-- START Selected extract --

Handout 4: Community Asset Mapping List
Provided by the Interfaith Youth Core. Used by permission.
Faith Communities
Faith communities are an important resource because their members and leaders already recognize the role of religion in city life and as an inspiration to service. Additionally, faith communities are already organized, building social capital, and often building assets in the lives of young people. They can offer important resources to improve youth-led interfaith service programs.
Example: Philadelphia's "Walking the Walk" program, a year-long service and leadership program for high school students, decided to recruit participants directly through area congregations. This has allowed organizers to engage faith leaders and institutions as they recruit participants, amplifying the work.
Youth-Focused or -Led Institutions
Youth-focused organizations, such as YMCA s, Boys and Girls Clubs, and high school service-learning offices, are important partners in this work because they are where young people are, and will have wisdom on where youth leadership is in your city.
Example: When they began their work in New Orleans, Interfaith Works decided to partner with a local youth leadership organization called Operation Reach, which had no previous religious or interfaith affiliation, for two small events. This helped build Interfaith Works' credibility with youth and youth organizations around the city and connected them with dozens of young people, which helped them find the individuals interested in leading the interfaith youth movement.
Educational Institutions
Educational institutions, from elementary schools to colleges, private and public, religious and non-religious, are important partners because they are where young people spend most of their time and often have pre-existing resources for youth-led work. Youth-led initiatives will have easier access to money, resources, and people if they involve educational institutions.
Example: Interfaith Partnership/Faith Beyond Walls (IP/FBW), a community interfaith service organization in St. Louis, reached out to local colleges and universities. This resulted in a yearly Day of Interfaith Youth Service for Collegians, which connects college students interested in interfaith work from all over the city and constantly exposes new students and communities to the work of IP/FBW. This has brought mutual benefits of increased financial resources for community partners, and stable partners for college students.

-- END Selected extract --
-- START Data extract --

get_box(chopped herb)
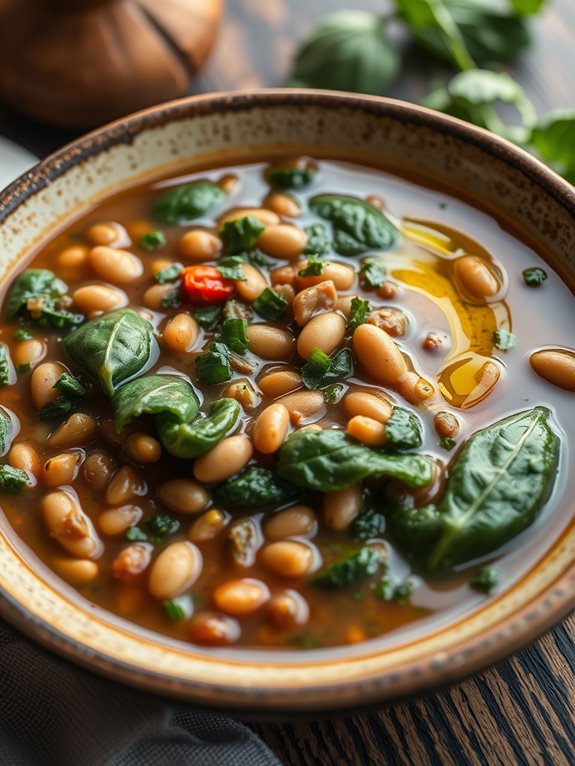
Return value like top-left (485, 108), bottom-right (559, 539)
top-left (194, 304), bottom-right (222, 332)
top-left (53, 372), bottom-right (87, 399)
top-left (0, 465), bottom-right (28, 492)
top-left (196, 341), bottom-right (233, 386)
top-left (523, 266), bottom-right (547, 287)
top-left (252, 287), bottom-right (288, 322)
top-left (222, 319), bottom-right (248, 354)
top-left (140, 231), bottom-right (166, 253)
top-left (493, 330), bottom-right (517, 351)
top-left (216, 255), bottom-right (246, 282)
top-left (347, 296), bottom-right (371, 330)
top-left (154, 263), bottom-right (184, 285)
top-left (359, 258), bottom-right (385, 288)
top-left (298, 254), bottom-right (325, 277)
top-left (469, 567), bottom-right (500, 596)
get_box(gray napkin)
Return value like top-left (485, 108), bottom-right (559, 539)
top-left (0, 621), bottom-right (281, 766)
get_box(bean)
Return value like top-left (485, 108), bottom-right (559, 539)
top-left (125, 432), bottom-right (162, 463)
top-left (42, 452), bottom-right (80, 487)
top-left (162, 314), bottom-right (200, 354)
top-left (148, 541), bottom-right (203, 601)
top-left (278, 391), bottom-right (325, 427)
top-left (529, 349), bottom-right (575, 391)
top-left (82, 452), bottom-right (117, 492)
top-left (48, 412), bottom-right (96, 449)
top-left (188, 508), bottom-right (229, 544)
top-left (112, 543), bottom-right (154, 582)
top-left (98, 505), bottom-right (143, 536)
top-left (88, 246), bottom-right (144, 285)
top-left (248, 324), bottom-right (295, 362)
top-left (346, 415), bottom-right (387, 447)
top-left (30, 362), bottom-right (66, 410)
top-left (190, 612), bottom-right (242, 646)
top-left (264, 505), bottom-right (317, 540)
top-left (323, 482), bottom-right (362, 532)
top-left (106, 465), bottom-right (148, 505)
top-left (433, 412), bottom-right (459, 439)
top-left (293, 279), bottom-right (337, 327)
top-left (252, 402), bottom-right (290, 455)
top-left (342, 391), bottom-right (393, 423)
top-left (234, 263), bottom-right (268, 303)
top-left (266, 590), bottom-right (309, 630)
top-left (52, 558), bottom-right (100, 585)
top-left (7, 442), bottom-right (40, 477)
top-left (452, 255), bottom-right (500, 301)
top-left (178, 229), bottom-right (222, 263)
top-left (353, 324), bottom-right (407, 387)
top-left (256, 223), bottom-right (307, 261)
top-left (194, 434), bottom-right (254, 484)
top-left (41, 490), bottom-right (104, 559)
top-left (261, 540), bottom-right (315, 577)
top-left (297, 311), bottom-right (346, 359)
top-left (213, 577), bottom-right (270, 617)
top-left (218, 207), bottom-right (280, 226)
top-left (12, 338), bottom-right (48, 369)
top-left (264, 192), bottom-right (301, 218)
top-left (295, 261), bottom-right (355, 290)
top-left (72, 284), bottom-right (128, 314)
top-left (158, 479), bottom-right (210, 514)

-- END Data extract --

*Request*: Please decide whether each statement agrees with the asset mapping handout above, answering yes or no and quoting the deciding words. 1. Philadelphia's "Walking the Walk" program recruited participants through area congregations. 2. Operation Reach had an interfaith affiliation before it partnered with Interfaith Works. 3. The Day of Interfaith Youth Service for Collegians takes place every year.

*Exercise answer*:
1. Yes: "decided to recruit participants directly through area congregations"
2. No: "which had no previous religious or interfaith affiliation"
3. Yes: "a yearly Day of Interfaith Youth Service for Collegians"